### PAGE TEXT
.....

North Carolina is a highly consequential state in the November election beyond the governor’s race, with 16 electoral votes up for grabs. Former president Donald Trump won it by his smallest margin of victory anywhere in 2020, and Vice President Kamala Harris has been targeting it as a pickup opportunity, partly emboldened by Robinson’s political vulnerabilities.

Robinson was already underperforming Trump in North Carolina polls before Thursday despite the former president’s enthusiastic support. Trump has repeatedly praised Robinson, calling him “Martin Luther King on steroids” during a campaign rally earlier this year in North Carolina.

After the CNN story published, the Harris campaign recirculated examples on social media of Trump praising Robinson. A Harris campaign spokesperson, Ammar Moussa, wrote on X that Trump “has a Mark Robinson problem.”

The Trump campaign did not immediately respond to a request for comment.

“North Carolinians already know Mark Robinson is completely unfit to be Governor,” Stein’s campaign said in a statement after the CNN story was published. “Josh remains focused on winning this campaign so that together we can build a safer, stronger North Carolina for everyone.”

Some North Carolina Republicans said Robinson needed to end his campaign - or provide more of a rebuttal to the CNN story.

“For the sake of the party, for the sake of our down-ballot races … and for the sake of Donald Trump’s victory in North Carolina, I think Mark Robinson needs to drop out,” said Jonathan Bridges, who managed the campaign of one of Robinson’s rivals in the GOP primary, former congressman Mark Walker.

Scott Lassiter, a Republican running in a competitive state Senate race in North Carolina, also called on Robinson to suspend his campaign. Lassiter said in a statement, “North Carolinians deserve a viable choice in this election.”

Rep. Richard Hudson (R-N.C.), chair of the National Republican Congressional Committee, told reporters in Washington after the CNN story came out that the “allegations are very concerning.”

“I think he needs to give [a] detailed response that the allegations aren’t true,” Hudson said.

.....

### ENTRIES SHOWN
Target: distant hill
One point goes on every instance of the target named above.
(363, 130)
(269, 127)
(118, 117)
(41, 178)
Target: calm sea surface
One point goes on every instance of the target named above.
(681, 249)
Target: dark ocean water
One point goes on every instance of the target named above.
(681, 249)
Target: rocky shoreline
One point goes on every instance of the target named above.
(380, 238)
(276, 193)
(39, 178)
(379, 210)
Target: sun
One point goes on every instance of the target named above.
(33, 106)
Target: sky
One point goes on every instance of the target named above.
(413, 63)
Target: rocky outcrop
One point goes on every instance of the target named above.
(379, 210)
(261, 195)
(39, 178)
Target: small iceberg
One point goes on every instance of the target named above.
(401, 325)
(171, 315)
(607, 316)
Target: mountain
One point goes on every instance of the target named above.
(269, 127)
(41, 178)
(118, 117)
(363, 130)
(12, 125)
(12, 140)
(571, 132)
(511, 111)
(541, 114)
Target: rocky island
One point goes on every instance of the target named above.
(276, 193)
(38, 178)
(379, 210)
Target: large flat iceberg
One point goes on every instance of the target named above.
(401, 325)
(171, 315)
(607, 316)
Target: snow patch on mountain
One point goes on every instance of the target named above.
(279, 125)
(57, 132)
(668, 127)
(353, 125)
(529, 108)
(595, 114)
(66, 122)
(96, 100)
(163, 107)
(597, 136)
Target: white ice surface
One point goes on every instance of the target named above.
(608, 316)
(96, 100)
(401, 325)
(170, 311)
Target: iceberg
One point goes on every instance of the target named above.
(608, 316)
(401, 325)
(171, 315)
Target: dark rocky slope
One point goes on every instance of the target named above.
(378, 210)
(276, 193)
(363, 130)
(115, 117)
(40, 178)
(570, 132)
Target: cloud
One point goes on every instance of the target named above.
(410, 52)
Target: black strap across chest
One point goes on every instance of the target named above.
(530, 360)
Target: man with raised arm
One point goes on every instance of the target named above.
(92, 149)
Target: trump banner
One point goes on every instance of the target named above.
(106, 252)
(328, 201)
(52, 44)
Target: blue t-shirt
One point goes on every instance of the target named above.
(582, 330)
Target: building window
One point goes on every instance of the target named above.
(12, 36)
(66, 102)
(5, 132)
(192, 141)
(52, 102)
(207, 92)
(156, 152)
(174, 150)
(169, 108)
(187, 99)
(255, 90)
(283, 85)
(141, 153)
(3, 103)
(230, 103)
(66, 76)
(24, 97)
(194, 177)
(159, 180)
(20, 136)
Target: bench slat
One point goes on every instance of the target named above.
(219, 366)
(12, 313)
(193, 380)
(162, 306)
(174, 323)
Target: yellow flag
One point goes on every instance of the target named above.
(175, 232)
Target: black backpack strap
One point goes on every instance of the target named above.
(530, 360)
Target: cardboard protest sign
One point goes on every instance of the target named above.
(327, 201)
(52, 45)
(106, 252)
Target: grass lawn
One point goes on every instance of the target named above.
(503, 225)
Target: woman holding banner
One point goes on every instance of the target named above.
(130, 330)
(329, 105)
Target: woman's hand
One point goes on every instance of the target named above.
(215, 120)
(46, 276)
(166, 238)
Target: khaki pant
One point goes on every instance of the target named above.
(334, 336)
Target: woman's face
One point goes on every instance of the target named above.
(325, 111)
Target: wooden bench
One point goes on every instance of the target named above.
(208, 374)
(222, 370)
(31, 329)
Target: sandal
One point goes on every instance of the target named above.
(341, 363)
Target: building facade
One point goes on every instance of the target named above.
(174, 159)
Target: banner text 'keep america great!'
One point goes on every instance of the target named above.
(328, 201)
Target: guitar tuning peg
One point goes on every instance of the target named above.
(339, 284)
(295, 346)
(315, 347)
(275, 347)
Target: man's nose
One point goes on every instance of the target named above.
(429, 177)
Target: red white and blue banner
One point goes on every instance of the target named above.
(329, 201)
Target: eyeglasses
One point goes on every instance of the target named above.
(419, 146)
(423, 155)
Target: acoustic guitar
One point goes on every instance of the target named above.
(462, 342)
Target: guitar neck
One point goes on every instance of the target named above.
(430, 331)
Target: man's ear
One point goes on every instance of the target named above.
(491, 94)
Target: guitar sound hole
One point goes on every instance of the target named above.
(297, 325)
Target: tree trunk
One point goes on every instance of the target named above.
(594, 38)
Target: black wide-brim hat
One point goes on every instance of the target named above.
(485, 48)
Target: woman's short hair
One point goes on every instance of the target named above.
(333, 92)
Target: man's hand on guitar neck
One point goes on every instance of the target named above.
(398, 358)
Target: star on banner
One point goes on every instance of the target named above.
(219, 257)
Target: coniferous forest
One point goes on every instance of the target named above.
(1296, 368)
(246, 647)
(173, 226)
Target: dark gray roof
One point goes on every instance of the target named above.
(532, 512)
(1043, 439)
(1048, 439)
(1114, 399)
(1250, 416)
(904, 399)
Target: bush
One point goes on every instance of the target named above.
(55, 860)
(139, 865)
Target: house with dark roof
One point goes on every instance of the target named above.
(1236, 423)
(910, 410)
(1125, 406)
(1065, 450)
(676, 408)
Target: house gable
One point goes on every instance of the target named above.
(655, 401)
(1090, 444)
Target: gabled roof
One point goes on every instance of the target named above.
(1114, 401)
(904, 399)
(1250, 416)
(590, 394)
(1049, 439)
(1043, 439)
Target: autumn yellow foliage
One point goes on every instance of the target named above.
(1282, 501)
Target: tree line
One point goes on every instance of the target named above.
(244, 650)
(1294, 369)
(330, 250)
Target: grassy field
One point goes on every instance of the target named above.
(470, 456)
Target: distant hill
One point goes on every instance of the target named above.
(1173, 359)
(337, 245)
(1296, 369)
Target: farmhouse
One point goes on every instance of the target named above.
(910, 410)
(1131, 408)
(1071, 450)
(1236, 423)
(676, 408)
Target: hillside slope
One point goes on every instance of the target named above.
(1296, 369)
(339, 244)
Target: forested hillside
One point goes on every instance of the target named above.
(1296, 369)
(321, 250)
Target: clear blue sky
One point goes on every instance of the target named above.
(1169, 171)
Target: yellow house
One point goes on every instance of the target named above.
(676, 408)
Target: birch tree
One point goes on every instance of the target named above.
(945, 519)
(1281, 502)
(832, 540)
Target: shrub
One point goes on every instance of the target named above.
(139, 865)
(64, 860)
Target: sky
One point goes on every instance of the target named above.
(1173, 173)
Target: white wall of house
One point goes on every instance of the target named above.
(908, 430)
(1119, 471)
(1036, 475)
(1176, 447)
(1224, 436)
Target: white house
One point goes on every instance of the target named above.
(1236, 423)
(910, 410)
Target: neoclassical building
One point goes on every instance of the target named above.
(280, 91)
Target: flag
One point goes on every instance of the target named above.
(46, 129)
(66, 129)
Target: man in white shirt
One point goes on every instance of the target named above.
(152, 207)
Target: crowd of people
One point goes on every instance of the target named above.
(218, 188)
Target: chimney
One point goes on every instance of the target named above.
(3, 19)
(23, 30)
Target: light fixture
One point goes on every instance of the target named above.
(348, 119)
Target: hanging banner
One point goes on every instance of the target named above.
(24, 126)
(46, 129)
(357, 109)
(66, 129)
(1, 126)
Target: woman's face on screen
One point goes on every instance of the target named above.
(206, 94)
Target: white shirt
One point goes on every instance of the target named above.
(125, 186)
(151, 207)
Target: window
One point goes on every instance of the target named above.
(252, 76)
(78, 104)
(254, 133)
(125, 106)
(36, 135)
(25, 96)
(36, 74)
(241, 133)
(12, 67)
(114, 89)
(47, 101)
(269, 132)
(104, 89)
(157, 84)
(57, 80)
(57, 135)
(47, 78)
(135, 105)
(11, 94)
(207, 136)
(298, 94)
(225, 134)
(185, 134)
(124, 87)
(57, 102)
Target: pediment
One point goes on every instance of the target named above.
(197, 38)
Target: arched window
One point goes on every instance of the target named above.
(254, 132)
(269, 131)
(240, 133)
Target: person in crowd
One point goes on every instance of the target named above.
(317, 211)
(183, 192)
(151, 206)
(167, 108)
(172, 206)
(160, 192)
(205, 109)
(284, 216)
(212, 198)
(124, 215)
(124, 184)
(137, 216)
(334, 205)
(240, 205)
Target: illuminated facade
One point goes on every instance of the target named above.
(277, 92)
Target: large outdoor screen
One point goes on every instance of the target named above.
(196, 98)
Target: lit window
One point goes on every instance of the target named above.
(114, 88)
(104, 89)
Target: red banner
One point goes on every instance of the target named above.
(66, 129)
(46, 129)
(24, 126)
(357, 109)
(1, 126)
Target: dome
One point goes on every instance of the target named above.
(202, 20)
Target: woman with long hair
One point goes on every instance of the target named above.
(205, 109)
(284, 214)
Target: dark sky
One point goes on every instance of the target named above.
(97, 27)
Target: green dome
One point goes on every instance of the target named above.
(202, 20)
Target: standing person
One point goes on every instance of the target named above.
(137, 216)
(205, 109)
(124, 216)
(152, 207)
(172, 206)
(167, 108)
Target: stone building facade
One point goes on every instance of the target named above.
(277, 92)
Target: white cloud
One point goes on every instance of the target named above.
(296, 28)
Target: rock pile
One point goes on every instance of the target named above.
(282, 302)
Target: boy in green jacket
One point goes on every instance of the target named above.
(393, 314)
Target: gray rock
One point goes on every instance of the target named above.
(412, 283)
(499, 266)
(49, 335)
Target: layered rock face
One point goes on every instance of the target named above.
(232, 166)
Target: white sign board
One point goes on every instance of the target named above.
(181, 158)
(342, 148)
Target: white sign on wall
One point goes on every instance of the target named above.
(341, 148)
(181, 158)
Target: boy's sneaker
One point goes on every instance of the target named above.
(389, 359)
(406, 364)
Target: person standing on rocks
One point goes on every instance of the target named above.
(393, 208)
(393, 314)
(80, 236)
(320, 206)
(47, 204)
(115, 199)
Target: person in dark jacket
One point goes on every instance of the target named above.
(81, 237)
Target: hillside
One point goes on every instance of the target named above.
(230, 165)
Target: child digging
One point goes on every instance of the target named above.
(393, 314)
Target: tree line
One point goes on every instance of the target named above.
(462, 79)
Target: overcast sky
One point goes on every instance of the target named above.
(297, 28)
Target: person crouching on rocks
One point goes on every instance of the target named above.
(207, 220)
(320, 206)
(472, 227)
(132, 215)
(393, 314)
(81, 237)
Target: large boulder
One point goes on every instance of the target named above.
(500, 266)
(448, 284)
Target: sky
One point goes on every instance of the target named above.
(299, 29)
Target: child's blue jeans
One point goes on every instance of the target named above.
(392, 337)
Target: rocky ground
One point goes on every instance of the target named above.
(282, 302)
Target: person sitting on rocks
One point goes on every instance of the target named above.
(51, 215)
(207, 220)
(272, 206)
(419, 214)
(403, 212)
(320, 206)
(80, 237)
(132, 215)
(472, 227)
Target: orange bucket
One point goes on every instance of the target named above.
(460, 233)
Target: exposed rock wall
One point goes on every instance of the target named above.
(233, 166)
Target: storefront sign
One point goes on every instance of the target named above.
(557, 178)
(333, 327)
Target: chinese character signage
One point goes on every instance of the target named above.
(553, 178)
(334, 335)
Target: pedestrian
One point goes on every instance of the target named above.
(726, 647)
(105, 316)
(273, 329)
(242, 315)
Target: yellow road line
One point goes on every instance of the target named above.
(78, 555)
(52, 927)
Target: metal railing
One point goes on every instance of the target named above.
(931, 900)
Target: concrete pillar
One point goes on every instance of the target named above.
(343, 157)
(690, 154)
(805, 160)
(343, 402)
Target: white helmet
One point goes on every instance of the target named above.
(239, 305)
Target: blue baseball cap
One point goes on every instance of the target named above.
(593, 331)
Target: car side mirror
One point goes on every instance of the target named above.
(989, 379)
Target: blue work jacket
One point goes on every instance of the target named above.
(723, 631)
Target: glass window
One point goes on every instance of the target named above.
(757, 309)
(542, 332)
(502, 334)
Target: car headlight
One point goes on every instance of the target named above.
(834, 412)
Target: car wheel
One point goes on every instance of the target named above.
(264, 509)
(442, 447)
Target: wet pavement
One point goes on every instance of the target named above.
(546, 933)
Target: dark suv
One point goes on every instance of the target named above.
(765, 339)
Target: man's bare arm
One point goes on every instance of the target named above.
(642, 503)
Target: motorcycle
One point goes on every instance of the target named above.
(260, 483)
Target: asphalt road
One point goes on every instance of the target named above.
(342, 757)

.....

### TO BE DONE
**A.** Answer these from the passage on Mark Robinson's campaign, one per line:
(i) How many electoral votes does North Carolina have at stake in the November election?
(ii) Which Harris campaign spokesperson wrote on X that Trump "has a Mark Robinson problem"?
(iii) Of which committee is Rep. Richard Hudson the chair?
**B.** Repeat the passage on Mark Robinson's campaign word for word, from "The Trump campaign" to "the CNN story.".
**C.** Write the next part of the passage on Mark Robinson's campaign, starting after its final sentence.

### ANSWERS FOR THIS EXERCISE
**A.**
(i) 16
(ii) Ammar Moussa
(iii) The National Republican Congressional Committee

**B.**
The Trump campaign did not immediately respond to a request for comment.

“North Carolinians already know Mark Robinson is completely unfit to be Governor,” Stein’s campaign said in a statement after the CNN story was published. “Josh remains focused on winning this campaign so that together we can build a safer, stronger North Carolina for everyone.”

Some North Carolina Republicans said Robinson needed to end his campaign - or provide more of a rebuttal to the CNN story.

**C.**
Separately, after the CNN report, Politico published a story that said the same email address that Robinson used for the porn website was found registered on Ashley Madison, a website used to arrange extramarital affairs. A Robinson campaign spokesperson did not immediately respond to a request for comment, Politico said.

CNN, in its story, said it was only publishing a “small portion of Robinson’s comments on the website given their graphic nature.” In one instance, the outlet said it was omitting “graphic sexual details” as it described how Robinson fondly remembered “peeping” on women in public showers as a teenager.

When it came to slavery, CNN reported that Robinson, who is Black, called for its reinstatement in a 2010 post after commenting: “Slavery is not bad. Some people need to be slaves.”

CNN detailed extensive efforts to verify that the username under which the comments were made belonged to Robinson. The network said Robinson listed his full name on the website and an email address that he has “used on numerous websites across the internet for decades.”

Asked in the CNN interview about the evidence linking him to the username, Robinson said he was “not going to get into the minutia of how somebody manufactured this, these salacious tabloid lies.”

Ahead of the story’s publication, few seemed to know what the new information would entail, but Republican officials, including some working on behalf of Trump’s presidential campaign, were pressuring Robinson to withdraw from the race, according to multiple political professionals in the state who spoke on the condition of anonymity to speak candidly.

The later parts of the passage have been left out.